[Task instructions]
Reproduce verbatim the lines of the material from the one containing "[segment] trimmed hedge" through the final line, inclusive.

[Given data]
* BEGIN *

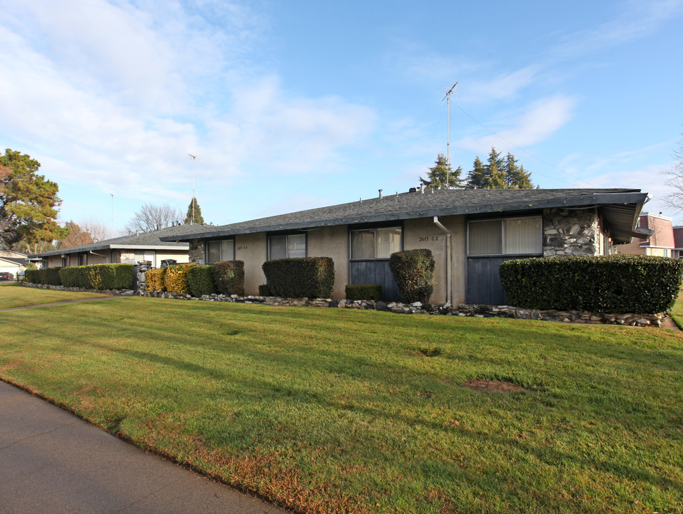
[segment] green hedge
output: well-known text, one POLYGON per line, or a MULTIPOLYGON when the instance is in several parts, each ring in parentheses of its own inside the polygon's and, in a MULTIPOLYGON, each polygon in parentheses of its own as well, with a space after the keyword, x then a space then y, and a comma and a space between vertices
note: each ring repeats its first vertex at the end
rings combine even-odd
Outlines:
POLYGON ((499 268, 508 303, 560 311, 652 314, 674 305, 683 261, 614 255, 507 261, 499 268))
POLYGON ((59 268, 61 285, 84 289, 131 289, 132 264, 90 264, 59 268))
POLYGON ((389 269, 404 302, 429 303, 434 292, 434 258, 430 250, 418 248, 392 253, 389 269))
POLYGON ((163 288, 163 276, 166 273, 166 268, 145 271, 146 291, 166 291, 163 288))
POLYGON ((62 286, 91 289, 88 276, 88 266, 69 266, 59 270, 62 286))
POLYGON ((188 271, 190 268, 197 266, 193 263, 189 264, 171 264, 166 268, 166 272, 163 276, 163 286, 169 293, 188 294, 190 292, 190 286, 188 283, 188 271))
POLYGON ((48 268, 46 271, 46 282, 50 286, 61 286, 61 278, 59 278, 59 270, 61 267, 48 268))
POLYGON ((27 269, 24 275, 24 280, 29 283, 40 283, 40 270, 27 269))
POLYGON ((331 257, 300 257, 263 263, 270 293, 283 298, 330 298, 335 284, 331 257))
POLYGON ((272 296, 270 294, 270 288, 268 286, 268 284, 261 284, 258 286, 258 296, 272 296))
POLYGON ((188 270, 188 286, 190 288, 190 294, 196 298, 216 293, 217 290, 213 281, 213 266, 207 264, 190 268, 188 270))
POLYGON ((349 284, 346 286, 347 300, 382 299, 382 286, 380 284, 349 284))
POLYGON ((223 261, 213 265, 213 281, 221 294, 244 296, 244 262, 223 261))

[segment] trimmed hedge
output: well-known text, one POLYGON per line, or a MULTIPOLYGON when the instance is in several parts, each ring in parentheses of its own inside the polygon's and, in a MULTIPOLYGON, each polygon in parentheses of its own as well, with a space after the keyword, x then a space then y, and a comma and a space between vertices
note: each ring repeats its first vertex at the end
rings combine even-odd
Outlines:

* END *

[Finished task]
[segment] trimmed hedge
output: well-known text, one POLYGON per line, or a MULTIPOLYGON when the instance is in several parts, each ring in parentheses of its own inside the polygon's and, in a MULTIPOLYGON, each polygon in parentheses of its own as well, with a space after the keyword, x then a space then y, and a comma and a space between vertices
note: each ring repeats its first vertex at the end
rings combine even-odd
Outlines:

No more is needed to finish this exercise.